##### Provided records #####

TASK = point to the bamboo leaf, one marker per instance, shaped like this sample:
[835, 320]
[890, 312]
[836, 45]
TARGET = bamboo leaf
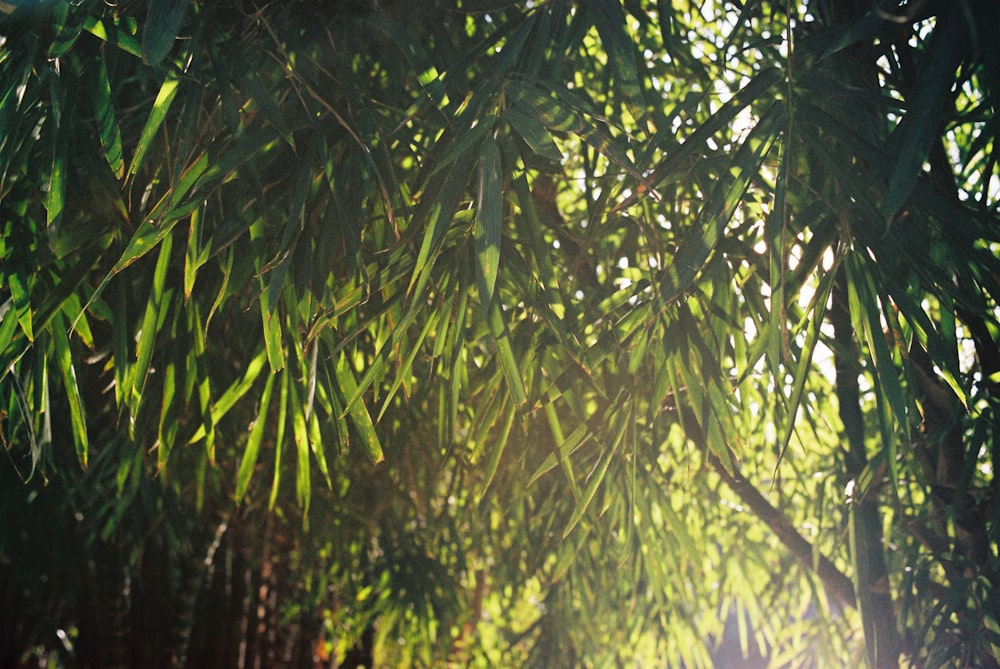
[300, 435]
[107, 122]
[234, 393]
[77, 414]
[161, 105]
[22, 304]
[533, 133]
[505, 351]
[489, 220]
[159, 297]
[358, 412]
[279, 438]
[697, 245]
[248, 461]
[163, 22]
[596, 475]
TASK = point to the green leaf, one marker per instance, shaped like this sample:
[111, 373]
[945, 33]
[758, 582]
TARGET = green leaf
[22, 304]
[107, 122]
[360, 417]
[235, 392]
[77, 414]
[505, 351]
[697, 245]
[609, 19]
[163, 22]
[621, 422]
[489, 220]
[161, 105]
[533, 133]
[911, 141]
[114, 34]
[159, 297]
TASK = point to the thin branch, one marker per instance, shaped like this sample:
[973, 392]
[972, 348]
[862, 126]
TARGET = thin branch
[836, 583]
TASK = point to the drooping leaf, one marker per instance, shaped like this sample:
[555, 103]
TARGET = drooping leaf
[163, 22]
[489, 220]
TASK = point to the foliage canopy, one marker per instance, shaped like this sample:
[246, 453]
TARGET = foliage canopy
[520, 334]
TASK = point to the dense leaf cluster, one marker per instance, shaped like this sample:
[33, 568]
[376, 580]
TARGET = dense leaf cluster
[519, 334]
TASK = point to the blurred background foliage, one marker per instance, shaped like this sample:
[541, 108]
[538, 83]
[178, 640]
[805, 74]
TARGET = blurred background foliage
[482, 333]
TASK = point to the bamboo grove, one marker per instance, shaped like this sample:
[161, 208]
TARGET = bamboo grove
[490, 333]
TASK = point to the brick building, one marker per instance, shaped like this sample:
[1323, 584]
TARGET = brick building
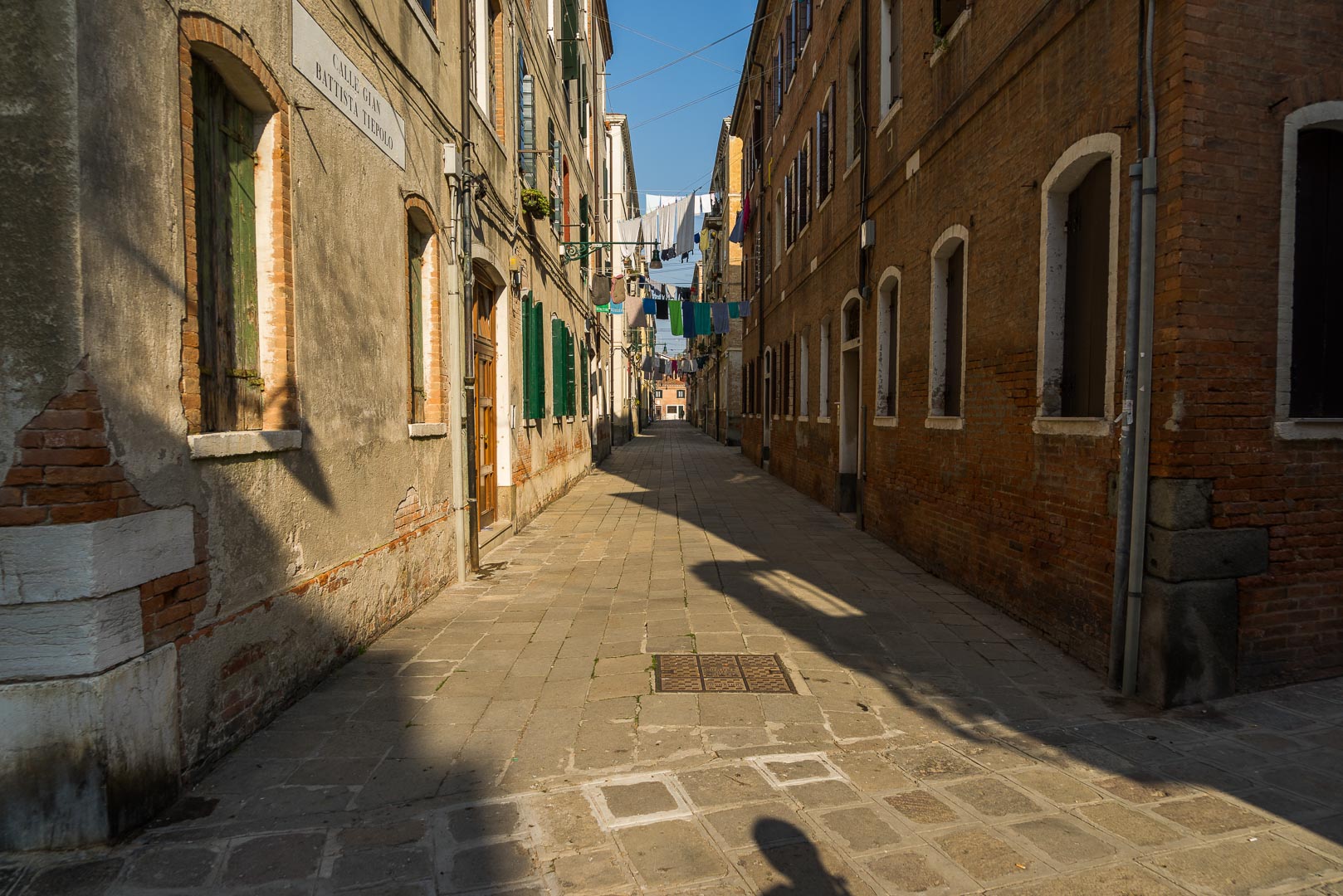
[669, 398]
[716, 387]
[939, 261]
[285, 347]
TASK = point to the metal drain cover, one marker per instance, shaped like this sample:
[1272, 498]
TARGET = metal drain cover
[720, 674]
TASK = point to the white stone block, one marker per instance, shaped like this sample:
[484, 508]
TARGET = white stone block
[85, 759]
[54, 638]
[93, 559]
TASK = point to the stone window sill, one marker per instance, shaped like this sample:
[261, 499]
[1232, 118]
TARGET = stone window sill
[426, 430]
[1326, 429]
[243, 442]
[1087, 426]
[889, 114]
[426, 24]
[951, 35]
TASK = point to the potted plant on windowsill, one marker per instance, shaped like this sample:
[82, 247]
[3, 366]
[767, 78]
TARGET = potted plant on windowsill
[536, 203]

#####

Exercise details: Would you retype every record above exactly, leaving out the pictures?

Answer to the problem:
TASK = point to the bamboo leaf, one marker per instance, shaped like this sample:
[835, 320]
[890, 312]
[836, 45]
TARGET = bamboo leaf
[300, 435]
[107, 122]
[234, 393]
[77, 414]
[161, 105]
[22, 304]
[533, 133]
[505, 351]
[489, 220]
[159, 297]
[358, 412]
[279, 438]
[697, 245]
[248, 461]
[163, 22]
[596, 475]
TASK = point to the green leaf, one marker per instance, shaped like this sample:
[111, 373]
[945, 33]
[758, 582]
TARGET = green leaf
[22, 304]
[107, 122]
[360, 417]
[235, 392]
[77, 414]
[505, 351]
[697, 245]
[609, 19]
[163, 22]
[621, 422]
[489, 220]
[161, 105]
[533, 133]
[911, 141]
[114, 34]
[159, 297]
TASK = point to the thin branch, one marker per instance, shaped like this sample:
[973, 392]
[972, 348]
[862, 126]
TARGET = thin branch
[836, 583]
TASK = point to the drooping leaf, one marker per instance, shaped like this sample:
[555, 103]
TARGET = drooping leaf
[163, 22]
[489, 220]
TASK = point to the foliage canopy, one marker per instance, shaped like this sample:
[246, 453]
TARGET = foliage canopy
[520, 334]
TASK = point to the dense leaf cluster, one marker per instance, shaped like this sample:
[33, 568]
[376, 580]
TARGET = dense leaf cluster
[519, 334]
TASK = point to the blurred background foliage, one marker per instance, shaped like this sample:
[541, 108]
[538, 83]
[178, 640]
[805, 74]
TARGET = blurred background foliage
[482, 333]
TASK = point to the bamboo grove, one marker per instance, shaped like this sample:
[161, 208]
TARGET = bamboo grove
[490, 333]
TASK = point to the brick building, one marker per instance, shaped like this sample:
[1323, 584]
TARGET = brick building
[669, 398]
[716, 387]
[939, 261]
[285, 347]
TASK = point to the metal drain cover, one marker per instance, shaped like this sample:
[1272, 498]
TARGET = metal drain cover
[720, 674]
TASK = point to the white stone block, one marker per instance, shaped like this sample:
[484, 508]
TARGET = white stone block
[85, 759]
[54, 638]
[93, 559]
TASK = point to the stone window sill, one marker per instance, shaped like this sample:
[261, 499]
[1232, 118]
TARGET = stone window sill
[426, 430]
[1326, 429]
[243, 442]
[1087, 426]
[889, 114]
[426, 24]
[951, 35]
TASK = point to the potted plant on windowsill, one marker per instance, shaped like this sample:
[82, 247]
[3, 366]
[767, 78]
TARGET = potted plant on windowsill
[536, 203]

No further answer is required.